Output the data below line for line, exactly, up to and including the line where "positive clicks: (3, 100) (7, 111) (9, 96)" appears.

■ ■ ■ ■ ■

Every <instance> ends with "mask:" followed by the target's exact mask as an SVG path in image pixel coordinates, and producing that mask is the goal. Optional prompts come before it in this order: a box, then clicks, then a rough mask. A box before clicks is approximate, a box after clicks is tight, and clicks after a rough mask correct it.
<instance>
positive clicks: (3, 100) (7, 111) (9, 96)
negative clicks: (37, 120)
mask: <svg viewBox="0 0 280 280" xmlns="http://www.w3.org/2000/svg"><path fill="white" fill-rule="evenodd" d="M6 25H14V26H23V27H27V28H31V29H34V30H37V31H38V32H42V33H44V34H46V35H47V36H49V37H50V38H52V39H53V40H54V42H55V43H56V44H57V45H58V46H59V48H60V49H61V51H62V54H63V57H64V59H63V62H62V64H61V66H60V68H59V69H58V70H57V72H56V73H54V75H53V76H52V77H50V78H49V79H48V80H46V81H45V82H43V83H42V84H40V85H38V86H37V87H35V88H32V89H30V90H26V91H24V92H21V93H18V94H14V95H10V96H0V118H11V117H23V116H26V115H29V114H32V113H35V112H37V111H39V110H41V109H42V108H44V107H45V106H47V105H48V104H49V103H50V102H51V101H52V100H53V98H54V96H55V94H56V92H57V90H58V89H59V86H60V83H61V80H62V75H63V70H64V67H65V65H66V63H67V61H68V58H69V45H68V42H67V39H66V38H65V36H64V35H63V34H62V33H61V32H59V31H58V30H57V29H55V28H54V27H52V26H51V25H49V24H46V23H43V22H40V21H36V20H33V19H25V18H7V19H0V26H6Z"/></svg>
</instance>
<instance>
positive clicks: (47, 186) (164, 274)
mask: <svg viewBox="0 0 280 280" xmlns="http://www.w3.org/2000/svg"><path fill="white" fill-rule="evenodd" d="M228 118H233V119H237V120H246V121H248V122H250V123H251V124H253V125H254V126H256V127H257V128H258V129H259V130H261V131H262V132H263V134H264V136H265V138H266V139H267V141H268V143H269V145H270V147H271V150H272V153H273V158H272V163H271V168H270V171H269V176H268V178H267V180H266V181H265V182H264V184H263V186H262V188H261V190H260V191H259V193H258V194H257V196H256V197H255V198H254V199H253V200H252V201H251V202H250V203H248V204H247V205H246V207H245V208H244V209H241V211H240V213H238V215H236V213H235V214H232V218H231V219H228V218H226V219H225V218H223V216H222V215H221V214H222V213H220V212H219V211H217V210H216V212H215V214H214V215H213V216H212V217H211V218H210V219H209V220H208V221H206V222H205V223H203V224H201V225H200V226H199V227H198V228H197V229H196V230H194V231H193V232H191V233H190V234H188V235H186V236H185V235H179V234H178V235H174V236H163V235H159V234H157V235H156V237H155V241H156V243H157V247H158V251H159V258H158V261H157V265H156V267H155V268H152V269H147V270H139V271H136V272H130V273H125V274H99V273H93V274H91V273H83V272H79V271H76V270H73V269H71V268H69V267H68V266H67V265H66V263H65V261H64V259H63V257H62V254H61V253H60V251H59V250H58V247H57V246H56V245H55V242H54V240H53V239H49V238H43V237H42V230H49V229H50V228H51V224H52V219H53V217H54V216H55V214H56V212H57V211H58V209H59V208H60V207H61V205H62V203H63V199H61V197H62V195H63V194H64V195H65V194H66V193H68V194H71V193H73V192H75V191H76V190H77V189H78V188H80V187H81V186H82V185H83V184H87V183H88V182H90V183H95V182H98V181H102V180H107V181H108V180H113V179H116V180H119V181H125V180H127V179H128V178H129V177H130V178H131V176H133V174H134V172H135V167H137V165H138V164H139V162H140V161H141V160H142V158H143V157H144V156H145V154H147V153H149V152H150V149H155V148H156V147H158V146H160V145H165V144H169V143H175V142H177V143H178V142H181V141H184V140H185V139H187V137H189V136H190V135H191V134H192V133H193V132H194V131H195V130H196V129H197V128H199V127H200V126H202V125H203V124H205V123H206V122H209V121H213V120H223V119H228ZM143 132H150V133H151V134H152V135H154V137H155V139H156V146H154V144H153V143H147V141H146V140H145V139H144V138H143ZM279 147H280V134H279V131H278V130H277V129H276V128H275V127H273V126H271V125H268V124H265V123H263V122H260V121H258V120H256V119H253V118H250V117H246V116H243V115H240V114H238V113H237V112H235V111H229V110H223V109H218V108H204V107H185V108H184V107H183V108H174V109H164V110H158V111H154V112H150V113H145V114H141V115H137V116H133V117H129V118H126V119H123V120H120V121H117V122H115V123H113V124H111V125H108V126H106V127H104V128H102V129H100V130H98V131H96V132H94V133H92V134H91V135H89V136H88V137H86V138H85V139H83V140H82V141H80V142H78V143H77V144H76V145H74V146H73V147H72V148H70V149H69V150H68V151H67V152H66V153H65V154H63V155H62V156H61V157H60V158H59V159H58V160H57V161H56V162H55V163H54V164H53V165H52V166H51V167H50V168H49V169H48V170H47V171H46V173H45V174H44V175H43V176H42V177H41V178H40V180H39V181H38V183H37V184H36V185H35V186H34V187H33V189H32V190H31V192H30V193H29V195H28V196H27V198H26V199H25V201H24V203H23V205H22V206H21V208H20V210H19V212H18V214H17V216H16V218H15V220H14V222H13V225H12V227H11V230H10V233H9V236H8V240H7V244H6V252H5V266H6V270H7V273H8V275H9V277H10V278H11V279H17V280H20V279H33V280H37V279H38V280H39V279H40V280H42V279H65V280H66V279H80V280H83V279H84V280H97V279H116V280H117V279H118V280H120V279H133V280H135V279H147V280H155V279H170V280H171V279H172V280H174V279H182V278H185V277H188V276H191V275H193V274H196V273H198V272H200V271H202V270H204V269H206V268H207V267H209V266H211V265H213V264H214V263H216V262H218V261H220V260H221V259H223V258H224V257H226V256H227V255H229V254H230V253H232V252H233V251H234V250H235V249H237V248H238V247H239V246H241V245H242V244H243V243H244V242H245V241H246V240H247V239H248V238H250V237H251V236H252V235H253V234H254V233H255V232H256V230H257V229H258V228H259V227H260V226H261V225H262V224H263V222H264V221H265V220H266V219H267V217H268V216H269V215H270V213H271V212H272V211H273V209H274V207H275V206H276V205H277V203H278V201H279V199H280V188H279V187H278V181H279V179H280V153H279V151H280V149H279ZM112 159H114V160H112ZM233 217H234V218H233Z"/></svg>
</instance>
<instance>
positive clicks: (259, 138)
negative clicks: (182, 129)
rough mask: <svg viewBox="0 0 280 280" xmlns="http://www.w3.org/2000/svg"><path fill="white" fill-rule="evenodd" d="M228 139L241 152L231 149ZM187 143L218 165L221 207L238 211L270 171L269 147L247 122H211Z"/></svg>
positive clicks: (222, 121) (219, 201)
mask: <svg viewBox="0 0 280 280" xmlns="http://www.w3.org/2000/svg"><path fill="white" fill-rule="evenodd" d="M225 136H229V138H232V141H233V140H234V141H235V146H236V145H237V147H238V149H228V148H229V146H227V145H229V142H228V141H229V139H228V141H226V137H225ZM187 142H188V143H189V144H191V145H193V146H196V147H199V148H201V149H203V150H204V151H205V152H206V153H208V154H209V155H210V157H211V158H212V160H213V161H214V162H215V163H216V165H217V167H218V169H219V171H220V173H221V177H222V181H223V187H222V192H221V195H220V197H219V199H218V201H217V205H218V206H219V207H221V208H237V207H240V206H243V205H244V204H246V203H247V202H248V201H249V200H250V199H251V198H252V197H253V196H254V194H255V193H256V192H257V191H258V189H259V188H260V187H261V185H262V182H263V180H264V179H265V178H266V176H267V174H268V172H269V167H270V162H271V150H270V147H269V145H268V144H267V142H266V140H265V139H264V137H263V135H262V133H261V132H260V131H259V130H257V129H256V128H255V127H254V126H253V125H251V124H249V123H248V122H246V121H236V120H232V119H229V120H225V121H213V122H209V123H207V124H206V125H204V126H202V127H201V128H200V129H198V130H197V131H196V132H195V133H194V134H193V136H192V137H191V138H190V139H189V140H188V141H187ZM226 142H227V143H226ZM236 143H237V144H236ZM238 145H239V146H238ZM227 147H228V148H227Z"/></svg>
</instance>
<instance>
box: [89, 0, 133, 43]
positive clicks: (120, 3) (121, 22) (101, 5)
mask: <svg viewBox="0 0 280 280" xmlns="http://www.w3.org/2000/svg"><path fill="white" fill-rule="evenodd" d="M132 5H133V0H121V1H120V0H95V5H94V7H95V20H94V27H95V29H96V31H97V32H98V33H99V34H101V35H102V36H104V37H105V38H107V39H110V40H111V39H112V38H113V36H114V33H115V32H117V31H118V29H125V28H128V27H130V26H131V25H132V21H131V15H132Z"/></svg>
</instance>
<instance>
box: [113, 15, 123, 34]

■ ■ ■ ■ ■

§ **WRITTEN RESPONSE**
Every <instance> ends with "mask:" followed by the target's exact mask as an SVG path in image pixel coordinates, and producing that mask is the goal. Optional prompts come before it in this order: a box, then clicks, then a rough mask. A box before clicks is approximate, a box after clicks is tight, and clicks after a rough mask correct it.
<instance>
positive clicks: (3, 100) (7, 111) (9, 96)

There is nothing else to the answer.